_OBJECTIVE_
Turn the lines below into a Markdown table with the columns Row and Line, starting with the line that contains "One dot marks each instance of the line" and going on through the line that contains "[(88, 204), (354, 205), (263, 205)]". Number each row and leave out any blank lines.

------ RECORDS SHOWN

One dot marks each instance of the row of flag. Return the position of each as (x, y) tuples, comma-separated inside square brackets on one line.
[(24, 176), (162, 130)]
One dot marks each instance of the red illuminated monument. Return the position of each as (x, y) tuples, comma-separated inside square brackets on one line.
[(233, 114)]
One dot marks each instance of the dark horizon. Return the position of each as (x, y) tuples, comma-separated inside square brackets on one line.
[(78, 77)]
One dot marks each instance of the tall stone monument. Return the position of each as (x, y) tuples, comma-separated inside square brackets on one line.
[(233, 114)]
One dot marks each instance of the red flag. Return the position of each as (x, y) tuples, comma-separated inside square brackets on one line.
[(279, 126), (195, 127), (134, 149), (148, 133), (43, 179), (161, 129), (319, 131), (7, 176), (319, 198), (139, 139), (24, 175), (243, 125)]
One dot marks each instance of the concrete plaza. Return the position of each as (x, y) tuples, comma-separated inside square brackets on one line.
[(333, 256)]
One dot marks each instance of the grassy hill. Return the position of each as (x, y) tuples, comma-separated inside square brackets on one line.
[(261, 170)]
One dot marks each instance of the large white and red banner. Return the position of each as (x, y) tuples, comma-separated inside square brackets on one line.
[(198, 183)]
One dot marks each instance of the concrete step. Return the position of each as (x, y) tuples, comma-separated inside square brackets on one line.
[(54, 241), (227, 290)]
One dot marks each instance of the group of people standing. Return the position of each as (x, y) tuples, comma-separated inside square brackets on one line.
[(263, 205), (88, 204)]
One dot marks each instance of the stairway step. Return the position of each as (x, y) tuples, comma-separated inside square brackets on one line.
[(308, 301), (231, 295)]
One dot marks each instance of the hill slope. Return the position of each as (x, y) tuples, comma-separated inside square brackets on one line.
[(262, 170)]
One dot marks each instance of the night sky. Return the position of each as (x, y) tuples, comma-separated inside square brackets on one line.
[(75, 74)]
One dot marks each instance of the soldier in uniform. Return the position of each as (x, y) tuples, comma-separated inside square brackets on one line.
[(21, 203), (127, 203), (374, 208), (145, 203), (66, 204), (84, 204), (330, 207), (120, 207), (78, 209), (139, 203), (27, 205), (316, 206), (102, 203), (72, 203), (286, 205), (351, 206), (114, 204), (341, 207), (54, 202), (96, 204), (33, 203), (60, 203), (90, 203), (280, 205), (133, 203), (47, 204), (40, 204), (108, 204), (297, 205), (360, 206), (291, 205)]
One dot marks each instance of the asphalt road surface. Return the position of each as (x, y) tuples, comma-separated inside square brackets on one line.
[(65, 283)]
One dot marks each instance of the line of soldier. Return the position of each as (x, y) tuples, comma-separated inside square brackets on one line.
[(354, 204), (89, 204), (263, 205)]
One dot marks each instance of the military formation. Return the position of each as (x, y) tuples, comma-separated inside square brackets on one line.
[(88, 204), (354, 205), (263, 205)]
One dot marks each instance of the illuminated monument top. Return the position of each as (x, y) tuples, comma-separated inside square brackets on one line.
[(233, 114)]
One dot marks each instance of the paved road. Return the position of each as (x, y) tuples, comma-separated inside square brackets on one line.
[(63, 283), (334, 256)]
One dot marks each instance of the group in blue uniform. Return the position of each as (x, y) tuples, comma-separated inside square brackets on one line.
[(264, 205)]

------------

_TASK RESPONSE_
| Row | Line |
|---|---|
| 1 | One dot marks each instance of the line of soldier. Return the position of each as (x, y) tuples, comma-separated inside square brackets on one line. |
| 2 | [(354, 204), (89, 204), (263, 205)] |
| 3 | One dot marks each instance of the military formation. Return the position of each as (x, y) tuples, comma-separated inside square brackets on one line. |
| 4 | [(88, 204), (354, 205), (263, 205)] |